**Challenges**
**A)** According to the passage about the Johannesburg airport hotel, why was the hotel's health club closed?
**B)** List every item the passage about the Johannesburg airport hotel names as being worth less, combined, than the complimentary in-room WiFi.

**Excerpted passage**
Airport hotels are much the same the world over. The "Airport Grand" at Johannesburg's International Airport is no exception. Oh, wait. There is one feature of note. I asked the front desk to show me the way to what my literature says: “the hotel has a health club.” I have a strong need to get on a treadmill for an hour because I haven’t been getting my four-miles-per-day walk/jog in. Getting up at 5:00am to be ready for a 5:30am game drive and arriving home at dark meant no road work. You’re not supposed to be out at night in Africa near Kruger; too many predators about. Anyway, they’ve closed the health club here so they could install a business center. My alternative is to “wait until dawn and walk circles around the building.” The front desk, oops, sorry, “reception” person told me that “walk circles” with a great smile and I took him up on it. I needed a walk. But, the parking lot is not a health club. Having said that however, had I needed it, the new business center looks very nice.

The hotel has, to redeem itself, complimentary 24-hour in-room WiFi for internet connections. That is worth more than a business center, health club and room service combined...for me, at least. I highly value my connection with the world when I am away from it.

**Raw data**
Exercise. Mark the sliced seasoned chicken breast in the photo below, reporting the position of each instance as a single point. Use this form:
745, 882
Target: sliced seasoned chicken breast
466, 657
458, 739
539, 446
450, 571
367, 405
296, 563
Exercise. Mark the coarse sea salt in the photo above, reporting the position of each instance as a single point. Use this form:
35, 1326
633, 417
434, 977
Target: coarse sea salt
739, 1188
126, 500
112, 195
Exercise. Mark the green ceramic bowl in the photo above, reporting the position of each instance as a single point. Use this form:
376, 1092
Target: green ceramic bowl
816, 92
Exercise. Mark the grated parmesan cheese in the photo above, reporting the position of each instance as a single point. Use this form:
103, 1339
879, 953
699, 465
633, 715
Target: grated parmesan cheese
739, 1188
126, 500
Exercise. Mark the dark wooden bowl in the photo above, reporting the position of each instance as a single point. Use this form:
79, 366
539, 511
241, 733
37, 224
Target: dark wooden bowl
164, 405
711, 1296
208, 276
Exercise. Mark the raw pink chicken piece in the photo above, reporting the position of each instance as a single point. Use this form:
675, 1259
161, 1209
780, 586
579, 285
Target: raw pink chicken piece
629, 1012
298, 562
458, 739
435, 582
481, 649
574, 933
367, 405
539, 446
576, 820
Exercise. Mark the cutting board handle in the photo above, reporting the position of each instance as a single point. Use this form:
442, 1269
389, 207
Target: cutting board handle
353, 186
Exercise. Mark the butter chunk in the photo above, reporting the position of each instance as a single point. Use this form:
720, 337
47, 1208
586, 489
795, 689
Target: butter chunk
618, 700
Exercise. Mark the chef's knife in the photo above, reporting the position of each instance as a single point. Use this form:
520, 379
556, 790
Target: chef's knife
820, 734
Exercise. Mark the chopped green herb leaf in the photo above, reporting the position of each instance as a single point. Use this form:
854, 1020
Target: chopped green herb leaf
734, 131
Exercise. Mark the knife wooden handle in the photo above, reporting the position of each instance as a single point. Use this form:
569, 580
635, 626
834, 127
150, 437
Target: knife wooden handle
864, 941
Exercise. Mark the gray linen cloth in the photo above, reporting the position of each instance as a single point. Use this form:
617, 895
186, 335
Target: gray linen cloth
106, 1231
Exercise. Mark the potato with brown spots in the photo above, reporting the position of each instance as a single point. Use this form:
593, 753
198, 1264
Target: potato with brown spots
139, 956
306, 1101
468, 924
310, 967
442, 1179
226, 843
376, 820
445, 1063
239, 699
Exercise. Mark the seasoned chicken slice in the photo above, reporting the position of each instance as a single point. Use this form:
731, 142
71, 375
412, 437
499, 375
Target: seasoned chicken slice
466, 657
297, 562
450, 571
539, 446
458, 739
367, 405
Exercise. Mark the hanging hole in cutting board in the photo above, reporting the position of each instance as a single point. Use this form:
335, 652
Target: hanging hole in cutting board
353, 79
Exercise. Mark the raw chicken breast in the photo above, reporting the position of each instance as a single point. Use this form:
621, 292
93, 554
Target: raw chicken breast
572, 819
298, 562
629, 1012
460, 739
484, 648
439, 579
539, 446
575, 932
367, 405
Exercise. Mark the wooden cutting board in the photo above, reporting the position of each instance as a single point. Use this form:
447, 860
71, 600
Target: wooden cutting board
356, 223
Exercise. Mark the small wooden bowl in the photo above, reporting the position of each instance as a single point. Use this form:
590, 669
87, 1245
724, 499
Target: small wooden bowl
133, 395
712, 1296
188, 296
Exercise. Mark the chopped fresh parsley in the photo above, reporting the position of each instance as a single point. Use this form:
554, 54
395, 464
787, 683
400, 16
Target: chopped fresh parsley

**Responses per task**
**A)** It was closed so that a business center could be installed.

**B)**
- A business center
- A health club
- Room service